-- begin Data entries --

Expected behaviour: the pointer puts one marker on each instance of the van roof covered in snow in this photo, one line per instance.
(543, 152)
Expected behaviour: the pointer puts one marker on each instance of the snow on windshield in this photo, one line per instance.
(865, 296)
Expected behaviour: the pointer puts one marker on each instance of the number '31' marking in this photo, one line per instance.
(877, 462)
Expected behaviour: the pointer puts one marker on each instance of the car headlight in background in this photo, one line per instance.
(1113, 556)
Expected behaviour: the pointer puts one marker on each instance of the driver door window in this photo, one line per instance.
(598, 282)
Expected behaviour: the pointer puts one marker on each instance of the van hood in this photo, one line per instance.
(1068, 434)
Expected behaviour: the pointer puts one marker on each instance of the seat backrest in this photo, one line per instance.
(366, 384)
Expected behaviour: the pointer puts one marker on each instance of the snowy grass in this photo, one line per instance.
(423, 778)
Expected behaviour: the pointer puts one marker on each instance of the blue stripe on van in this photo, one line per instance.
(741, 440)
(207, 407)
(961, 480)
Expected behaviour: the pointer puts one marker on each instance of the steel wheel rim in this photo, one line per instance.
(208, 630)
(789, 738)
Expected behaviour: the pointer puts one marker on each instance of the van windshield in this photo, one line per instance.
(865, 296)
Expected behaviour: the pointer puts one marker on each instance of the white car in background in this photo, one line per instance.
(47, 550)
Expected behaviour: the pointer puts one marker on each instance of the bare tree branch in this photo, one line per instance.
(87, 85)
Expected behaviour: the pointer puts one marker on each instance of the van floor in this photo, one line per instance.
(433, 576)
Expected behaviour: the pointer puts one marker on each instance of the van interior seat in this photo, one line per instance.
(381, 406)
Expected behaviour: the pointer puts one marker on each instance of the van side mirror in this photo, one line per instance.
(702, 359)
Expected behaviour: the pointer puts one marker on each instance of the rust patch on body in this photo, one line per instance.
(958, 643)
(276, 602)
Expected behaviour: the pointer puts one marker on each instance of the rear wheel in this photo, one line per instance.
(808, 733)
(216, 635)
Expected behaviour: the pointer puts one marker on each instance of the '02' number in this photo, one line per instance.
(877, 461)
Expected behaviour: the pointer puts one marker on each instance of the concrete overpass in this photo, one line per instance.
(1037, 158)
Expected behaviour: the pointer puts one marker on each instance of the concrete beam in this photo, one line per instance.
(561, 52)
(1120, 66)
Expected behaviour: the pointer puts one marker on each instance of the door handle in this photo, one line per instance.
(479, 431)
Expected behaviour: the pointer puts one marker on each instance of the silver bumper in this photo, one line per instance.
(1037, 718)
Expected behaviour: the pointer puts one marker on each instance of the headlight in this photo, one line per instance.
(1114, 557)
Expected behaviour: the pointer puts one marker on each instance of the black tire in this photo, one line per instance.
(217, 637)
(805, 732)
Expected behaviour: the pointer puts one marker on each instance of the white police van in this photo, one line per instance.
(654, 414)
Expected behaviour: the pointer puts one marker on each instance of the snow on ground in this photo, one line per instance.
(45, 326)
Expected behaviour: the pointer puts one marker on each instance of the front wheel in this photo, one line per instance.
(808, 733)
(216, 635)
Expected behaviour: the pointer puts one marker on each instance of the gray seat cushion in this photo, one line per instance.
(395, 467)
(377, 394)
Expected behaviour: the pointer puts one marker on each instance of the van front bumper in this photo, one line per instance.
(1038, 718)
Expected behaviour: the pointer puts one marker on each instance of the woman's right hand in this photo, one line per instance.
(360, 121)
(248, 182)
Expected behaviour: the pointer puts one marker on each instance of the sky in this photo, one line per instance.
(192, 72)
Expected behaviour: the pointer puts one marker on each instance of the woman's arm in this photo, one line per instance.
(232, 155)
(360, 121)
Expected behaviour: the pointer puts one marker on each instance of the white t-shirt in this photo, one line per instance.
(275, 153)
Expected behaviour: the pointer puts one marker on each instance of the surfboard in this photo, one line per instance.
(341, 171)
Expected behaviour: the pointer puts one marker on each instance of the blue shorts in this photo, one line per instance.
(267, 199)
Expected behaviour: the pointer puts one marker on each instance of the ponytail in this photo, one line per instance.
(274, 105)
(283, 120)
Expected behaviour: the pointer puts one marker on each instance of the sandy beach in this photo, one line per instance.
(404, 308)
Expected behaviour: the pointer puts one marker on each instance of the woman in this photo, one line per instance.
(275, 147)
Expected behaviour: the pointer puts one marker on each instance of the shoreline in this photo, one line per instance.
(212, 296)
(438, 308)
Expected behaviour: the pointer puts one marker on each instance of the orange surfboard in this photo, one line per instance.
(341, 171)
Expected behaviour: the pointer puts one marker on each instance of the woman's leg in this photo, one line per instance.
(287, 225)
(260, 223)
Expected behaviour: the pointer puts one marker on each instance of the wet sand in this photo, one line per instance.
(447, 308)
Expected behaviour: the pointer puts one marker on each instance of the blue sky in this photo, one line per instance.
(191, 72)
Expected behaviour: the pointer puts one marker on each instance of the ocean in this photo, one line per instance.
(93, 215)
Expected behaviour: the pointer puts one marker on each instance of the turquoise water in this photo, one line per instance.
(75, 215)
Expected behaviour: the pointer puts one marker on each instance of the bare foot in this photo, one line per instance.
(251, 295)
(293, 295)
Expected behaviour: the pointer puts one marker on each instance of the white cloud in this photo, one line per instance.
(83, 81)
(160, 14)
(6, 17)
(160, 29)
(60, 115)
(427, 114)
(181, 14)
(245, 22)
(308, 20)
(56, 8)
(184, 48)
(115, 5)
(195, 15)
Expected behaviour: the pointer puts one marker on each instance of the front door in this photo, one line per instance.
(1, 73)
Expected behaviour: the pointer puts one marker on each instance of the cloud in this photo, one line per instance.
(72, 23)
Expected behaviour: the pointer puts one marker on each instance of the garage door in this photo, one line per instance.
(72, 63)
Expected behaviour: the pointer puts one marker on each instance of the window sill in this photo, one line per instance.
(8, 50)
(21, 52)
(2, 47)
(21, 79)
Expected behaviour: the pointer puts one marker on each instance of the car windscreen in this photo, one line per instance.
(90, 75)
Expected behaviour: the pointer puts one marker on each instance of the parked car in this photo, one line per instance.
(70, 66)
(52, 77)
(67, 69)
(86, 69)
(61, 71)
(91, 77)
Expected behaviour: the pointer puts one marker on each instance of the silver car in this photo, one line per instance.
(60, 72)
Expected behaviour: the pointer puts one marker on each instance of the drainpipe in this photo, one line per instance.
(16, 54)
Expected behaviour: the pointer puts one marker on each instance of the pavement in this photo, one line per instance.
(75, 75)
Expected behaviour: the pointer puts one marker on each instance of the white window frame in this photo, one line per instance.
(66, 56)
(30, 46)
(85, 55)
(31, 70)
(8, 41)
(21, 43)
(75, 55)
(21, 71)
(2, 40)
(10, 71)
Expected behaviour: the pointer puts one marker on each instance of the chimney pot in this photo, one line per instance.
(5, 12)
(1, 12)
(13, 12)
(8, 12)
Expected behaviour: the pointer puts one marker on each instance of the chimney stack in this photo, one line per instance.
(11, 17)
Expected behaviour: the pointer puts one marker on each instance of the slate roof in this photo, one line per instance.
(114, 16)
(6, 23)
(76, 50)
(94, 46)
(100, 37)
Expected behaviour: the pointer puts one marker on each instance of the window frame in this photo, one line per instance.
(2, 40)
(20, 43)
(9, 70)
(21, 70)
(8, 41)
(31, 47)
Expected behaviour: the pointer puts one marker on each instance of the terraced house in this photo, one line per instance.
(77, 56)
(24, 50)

-- end Data entries --

> What is required: Reproduce every row above word for word, changing nothing.

> Response:
Expected behaviour: the pointer puts one marker on each instance of the van roof covered in snow in this photo, one line per instance.
(543, 152)
Expected behaviour: the pointer puts one marker on each instance of the snow on windshield in this photo, one line per instance.
(865, 296)
Expected behaviour: the pointer puts one marker on each instance of the number '31' marking in this photo, one line per instance.
(877, 462)
Expected behaviour: the pointer puts one marker on each instance of the car headlight in background in this photo, one line per instance.
(1113, 556)
Expected behaviour: the pointer puts one marker on each instance of the driver door window in this photo, one line per instance.
(598, 282)
Expected behaviour: the pointer puts one marker on each instance of the van hood in this photo, one line per instance.
(1068, 434)
Expected behaviour: the pointer puts one marker on each instance of the seat backrest in this photo, one line per instance.
(366, 384)
Expected behaviour: the pointer puts one marker on each instance of the snowy grass in this photo, one line per instance.
(423, 778)
Expected behaviour: the pointer puts one marker on each instance of the blue stripe on van in this photo, one line per instance.
(741, 440)
(207, 407)
(961, 480)
Expected behaviour: the pointer puts one marker on each instance of the steel wheel rim in this photo, one line per instance.
(208, 630)
(789, 738)
Expected behaviour: the pointer puts one marker on each instance of the van windshield in this photo, one line per instance.
(865, 296)
Expected behaviour: the pointer puts one marker on each instance of the white car in background in this photo, one line per instance.
(47, 550)
Expected behaviour: the pointer puts one marker on each instance of the bare tree branch in this photo, one line per instance.
(87, 85)
Expected behaviour: the pointer puts one marker on each instance of the van floor in this photo, one line per instance.
(433, 576)
Expected behaviour: the pointer puts one marker on each instance of the van interior seat in this photo, one line per instance.
(381, 406)
Expected behaviour: the pointer puts one marker on each instance of the van side mirror in this photo, one line per instance.
(702, 359)
Expected behaviour: the pointer puts one marker on each instance of the rust patch on body in this photo, one line per instance.
(958, 643)
(276, 602)
Expected behaviour: the pointer puts one marker on each instance of the rear wheel in this photo, one line per instance.
(808, 733)
(216, 635)
Expected behaviour: the pointer puts one marker on each instance of the '02' number in this photo, one line per instance.
(877, 461)
Expected behaviour: the pointer puts one marker on each instance of the concrete overpass in this photo, one line per instance.
(1037, 158)
Expected behaviour: the pointer puts one marker on each instance of the concrete beam in this photo, one line per instance.
(561, 52)
(1120, 66)
Expected behaviour: the pointer puts one marker on each instance of the door handle in this photo, one line per instance.
(479, 431)
Expected behaviour: the pointer puts one marker on each instance of the silver bumper in this photo, one line per instance.
(1037, 718)
Expected behaviour: the pointer puts one marker on each instance of the headlight in this photo, one line per instance.
(1114, 557)
Expected behaviour: the pointer puts one marker on each instance of the black tire in this photo, one line per instance.
(217, 637)
(805, 732)
Expected behaviour: the pointer puts one marker on each instance of the white police van in this photo, one line per instance.
(654, 414)
Expected behaviour: the pointer puts one marker on each instance of the snow on ground in this photo, one line per instance.
(45, 326)
Expected behaviour: the pointer puts one marker on each instance of the front wheel in this photo, one line per instance.
(808, 733)
(216, 635)
Expected behaviour: the pointer puts one marker on each instance of the gray seat cushion in this photo, one line per instance.
(395, 467)
(377, 394)
Expected behaviour: the pointer puts one marker on each instance of the van front bumper in this photo, one line per instance.
(1038, 718)
Expected behaviour: the pointer puts one marker on each instance of the woman's right hand in this photo, one line per instance.
(360, 121)
(248, 182)
Expected behaviour: the pointer puts one marker on each instance of the sky in this photo, one line per instance.
(192, 72)
Expected behaviour: the pointer puts one marker on each instance of the woman's arm in this photo, one line per instance.
(232, 155)
(360, 121)
Expected behaviour: the pointer puts one marker on each instance of the white t-shirt in this photo, one line per instance.
(275, 153)
Expected behaviour: the pointer puts one marker on each instance of the surfboard in this photo, one line per instance.
(341, 171)
Expected behaviour: the pointer puts one marker on each instance of the blue shorts in this photo, one line per instance.
(267, 199)
Expected behaviour: the pointer puts one marker on each instance of the ponytail in this photo, one line per instance.
(274, 105)
(283, 120)
Expected behaviour: the pointer puts one marker on each instance of the sandy beach in this photo, one line per instance.
(404, 308)
Expected behaviour: the pointer puts one marker on each instance of the woman in this photo, one line per instance.
(275, 147)
Expected behaviour: the pointer puts one marker on each instance of the shoreline in this photo, one line per instance.
(212, 296)
(438, 308)
Expected behaviour: the pointer puts one marker on each instance of the orange surfboard in this photo, one line per instance.
(341, 171)
Expected behaviour: the pointer puts one marker on each instance of the woman's leg in this photo, one line per instance.
(287, 225)
(260, 223)
Expected behaviour: the pointer puts one marker on each instance of the wet sand in this photo, one line per instance.
(447, 308)
Expected behaviour: the pointer puts one marker on each instance of the blue sky in this photo, one line per instance.
(191, 72)
Expected behaviour: the pointer puts one marker on each instance of the ocean in this photo, one line per instance.
(93, 215)
Expected behaviour: the pointer puts one marker on each instance of the turquoise water in this photo, one line per instance.
(75, 215)
Expected behaviour: the pointer puts one marker on each instance of the bare foot in this photo, one line per instance.
(251, 295)
(293, 295)
Expected behaviour: the pointer puts one marker on each instance of the white cloud in this photo, one line per instance.
(83, 81)
(160, 14)
(6, 17)
(160, 29)
(60, 115)
(427, 114)
(181, 14)
(245, 22)
(308, 20)
(56, 8)
(184, 48)
(115, 5)
(195, 15)
Expected behaviour: the pointer puts one marker on each instance of the front door in this photo, one line per instance.
(1, 73)
Expected behaviour: the pointer puts one marker on each instance of the cloud in this photo, one line per instance.
(72, 23)
Expected behaviour: the pointer puts one marker on each instance of the garage door in this photo, one line per instance.
(72, 63)
Expected behaviour: the pointer puts one marker on each instance of the window sill in this photo, one line per instance.
(8, 50)
(21, 52)
(2, 47)
(21, 79)
Expected behaviour: the pointer puts one marker on each instance of the car windscreen in this photo, one line per instance.
(90, 75)
Expected behaviour: the pointer puts one marker on each instance of the parked car in this photo, one line per instance.
(70, 66)
(52, 77)
(67, 69)
(86, 69)
(61, 71)
(91, 77)
Expected behaviour: the pointer puts one marker on each instance of the silver car in this photo, one line per instance.
(60, 72)
Expected behaviour: the pointer puts one marker on each instance of the drainpipe in this photo, one line per instance.
(16, 54)
Expected behaviour: the pointer puts one marker on each instance of the pavement in this photo, one line per instance.
(75, 75)
Expected behaviour: the pointer puts one marker on each instance of the white window frame in this photo, one line per instance.
(66, 56)
(30, 46)
(85, 55)
(31, 70)
(8, 41)
(21, 43)
(75, 55)
(21, 71)
(2, 40)
(10, 71)
Expected behaviour: the pointer puts one marker on each instance of the chimney pot in this photo, one line per instance.
(5, 12)
(1, 12)
(13, 12)
(8, 12)
Expected behaviour: the pointer puts one marker on each instance of the chimney stack in this photo, one line per instance.
(11, 17)
Expected behaviour: the pointer puts one marker on each instance of the slate roof in this photo, one line per instance.
(114, 16)
(6, 23)
(76, 50)
(94, 46)
(100, 37)
Expected behaviour: the pointer puts one marker on each instance of the window frame in this photo, one line per instance.
(2, 40)
(20, 43)
(9, 70)
(21, 70)
(8, 41)
(31, 47)
Expected behaviour: the pointer puts one marker on each instance of the terraced house in this photo, one line per instance.
(77, 56)
(24, 50)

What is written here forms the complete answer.